▶ **DATA SHOWN**:
____________
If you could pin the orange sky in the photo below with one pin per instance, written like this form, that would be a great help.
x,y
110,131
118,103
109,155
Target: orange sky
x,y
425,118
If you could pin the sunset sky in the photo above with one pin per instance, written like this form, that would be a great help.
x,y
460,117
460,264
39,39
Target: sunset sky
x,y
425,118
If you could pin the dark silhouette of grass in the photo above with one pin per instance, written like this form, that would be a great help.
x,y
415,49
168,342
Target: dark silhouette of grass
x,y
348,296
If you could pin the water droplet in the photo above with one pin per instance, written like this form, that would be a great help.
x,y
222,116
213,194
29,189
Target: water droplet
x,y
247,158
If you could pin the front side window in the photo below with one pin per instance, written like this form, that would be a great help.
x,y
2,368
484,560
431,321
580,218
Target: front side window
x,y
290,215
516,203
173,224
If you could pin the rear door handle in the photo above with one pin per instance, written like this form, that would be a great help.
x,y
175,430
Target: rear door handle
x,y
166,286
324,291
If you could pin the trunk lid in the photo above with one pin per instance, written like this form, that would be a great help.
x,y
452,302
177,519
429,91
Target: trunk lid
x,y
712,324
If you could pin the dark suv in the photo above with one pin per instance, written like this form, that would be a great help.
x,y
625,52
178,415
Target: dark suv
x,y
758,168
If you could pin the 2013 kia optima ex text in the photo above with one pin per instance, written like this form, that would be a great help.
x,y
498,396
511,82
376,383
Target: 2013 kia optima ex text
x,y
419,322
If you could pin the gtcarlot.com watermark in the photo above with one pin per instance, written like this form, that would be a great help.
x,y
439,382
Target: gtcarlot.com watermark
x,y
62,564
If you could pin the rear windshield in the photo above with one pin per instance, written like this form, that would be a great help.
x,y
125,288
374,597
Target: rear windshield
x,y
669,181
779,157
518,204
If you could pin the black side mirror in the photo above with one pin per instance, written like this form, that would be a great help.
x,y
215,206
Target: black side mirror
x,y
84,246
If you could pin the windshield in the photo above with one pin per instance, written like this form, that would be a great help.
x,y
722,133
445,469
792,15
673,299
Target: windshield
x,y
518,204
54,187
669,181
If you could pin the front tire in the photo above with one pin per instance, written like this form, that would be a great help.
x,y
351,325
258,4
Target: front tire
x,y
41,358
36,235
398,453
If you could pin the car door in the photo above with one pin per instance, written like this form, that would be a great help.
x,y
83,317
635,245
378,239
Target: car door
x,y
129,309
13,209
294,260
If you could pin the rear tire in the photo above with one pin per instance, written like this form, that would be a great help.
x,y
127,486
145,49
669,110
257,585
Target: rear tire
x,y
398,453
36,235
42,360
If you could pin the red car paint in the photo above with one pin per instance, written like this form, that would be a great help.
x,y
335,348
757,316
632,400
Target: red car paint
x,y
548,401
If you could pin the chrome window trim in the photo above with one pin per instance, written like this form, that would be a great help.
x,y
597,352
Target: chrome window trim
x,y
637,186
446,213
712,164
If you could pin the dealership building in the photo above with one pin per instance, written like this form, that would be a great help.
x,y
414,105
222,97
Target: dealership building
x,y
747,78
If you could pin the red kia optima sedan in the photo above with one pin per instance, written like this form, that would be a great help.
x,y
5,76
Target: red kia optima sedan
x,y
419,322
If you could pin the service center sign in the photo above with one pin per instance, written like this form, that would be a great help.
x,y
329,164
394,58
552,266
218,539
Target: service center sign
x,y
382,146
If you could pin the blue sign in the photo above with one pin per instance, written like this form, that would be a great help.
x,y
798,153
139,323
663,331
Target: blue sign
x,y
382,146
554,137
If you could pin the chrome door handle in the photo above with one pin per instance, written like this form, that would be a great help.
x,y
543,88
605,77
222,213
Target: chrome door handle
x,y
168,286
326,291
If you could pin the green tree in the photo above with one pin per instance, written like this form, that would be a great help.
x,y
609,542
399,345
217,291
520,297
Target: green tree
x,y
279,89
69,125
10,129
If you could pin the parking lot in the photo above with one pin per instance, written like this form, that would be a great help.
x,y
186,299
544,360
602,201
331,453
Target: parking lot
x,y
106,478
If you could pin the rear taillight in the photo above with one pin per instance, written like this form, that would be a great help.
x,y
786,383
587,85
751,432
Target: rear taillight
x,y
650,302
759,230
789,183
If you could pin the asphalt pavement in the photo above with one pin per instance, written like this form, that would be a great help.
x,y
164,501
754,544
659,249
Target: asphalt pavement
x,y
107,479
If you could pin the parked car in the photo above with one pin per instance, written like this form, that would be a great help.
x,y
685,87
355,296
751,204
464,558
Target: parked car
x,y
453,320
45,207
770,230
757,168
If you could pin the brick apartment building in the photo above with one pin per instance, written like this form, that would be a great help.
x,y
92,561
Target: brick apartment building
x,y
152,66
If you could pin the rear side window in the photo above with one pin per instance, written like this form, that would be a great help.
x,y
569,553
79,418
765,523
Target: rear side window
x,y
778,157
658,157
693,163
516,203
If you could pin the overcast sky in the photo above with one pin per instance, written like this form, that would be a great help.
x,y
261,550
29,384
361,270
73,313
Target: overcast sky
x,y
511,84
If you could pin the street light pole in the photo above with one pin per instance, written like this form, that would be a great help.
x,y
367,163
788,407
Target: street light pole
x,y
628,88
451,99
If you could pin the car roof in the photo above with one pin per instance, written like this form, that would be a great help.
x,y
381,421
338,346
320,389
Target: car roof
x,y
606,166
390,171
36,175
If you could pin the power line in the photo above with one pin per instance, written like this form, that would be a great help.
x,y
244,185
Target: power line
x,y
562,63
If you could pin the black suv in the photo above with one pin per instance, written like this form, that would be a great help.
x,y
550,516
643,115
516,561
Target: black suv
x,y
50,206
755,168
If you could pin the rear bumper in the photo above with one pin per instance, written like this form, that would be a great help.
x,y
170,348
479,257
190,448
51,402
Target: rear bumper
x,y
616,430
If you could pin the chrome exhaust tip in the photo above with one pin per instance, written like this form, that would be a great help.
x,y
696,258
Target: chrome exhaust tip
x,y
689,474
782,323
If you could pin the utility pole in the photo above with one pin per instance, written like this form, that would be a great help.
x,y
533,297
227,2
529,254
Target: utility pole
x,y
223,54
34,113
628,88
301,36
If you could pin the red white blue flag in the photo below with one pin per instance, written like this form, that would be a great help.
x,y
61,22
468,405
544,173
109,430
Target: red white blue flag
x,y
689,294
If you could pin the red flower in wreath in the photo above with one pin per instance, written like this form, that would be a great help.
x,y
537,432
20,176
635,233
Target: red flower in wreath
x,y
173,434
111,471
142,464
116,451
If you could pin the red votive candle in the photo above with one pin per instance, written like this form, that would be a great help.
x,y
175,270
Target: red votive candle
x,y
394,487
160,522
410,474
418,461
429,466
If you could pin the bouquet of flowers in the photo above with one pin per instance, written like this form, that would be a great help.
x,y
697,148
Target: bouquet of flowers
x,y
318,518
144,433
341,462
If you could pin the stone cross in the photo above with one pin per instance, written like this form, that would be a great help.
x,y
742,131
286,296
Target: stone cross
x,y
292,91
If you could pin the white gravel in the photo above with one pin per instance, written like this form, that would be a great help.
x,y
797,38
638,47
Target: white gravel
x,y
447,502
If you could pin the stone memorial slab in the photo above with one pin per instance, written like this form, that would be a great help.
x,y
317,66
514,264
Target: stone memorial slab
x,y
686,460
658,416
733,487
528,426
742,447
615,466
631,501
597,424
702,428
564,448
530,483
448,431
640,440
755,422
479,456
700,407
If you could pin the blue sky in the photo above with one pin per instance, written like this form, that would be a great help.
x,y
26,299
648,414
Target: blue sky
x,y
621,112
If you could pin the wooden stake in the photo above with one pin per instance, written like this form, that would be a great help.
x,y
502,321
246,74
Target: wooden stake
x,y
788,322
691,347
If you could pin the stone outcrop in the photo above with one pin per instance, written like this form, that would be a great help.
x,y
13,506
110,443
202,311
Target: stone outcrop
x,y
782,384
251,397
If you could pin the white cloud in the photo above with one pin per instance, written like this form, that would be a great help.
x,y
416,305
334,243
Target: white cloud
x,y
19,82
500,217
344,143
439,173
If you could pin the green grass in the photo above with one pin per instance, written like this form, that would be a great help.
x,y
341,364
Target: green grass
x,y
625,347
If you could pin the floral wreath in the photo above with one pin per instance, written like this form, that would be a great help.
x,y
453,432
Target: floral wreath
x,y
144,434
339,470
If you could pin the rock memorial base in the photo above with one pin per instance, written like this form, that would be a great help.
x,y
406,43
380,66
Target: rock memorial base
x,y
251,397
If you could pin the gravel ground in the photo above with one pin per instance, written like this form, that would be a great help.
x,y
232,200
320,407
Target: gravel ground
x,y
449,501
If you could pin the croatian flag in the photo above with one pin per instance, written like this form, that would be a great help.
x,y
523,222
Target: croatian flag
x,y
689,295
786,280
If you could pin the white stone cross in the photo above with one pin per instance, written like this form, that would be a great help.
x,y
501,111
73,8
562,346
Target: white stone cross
____________
Your answer should consist of every line from the entries that holds "below".

If you could pin the orange sky in the photo below with one pin per instance, written like this form, that would be a great help.
If you could pin the front side window in the photo below with one pin per instance, written like this form, that would be a great help.
If you could pin the red white blue flag in the photo below with one pin per instance, written like this form, that would be a great help.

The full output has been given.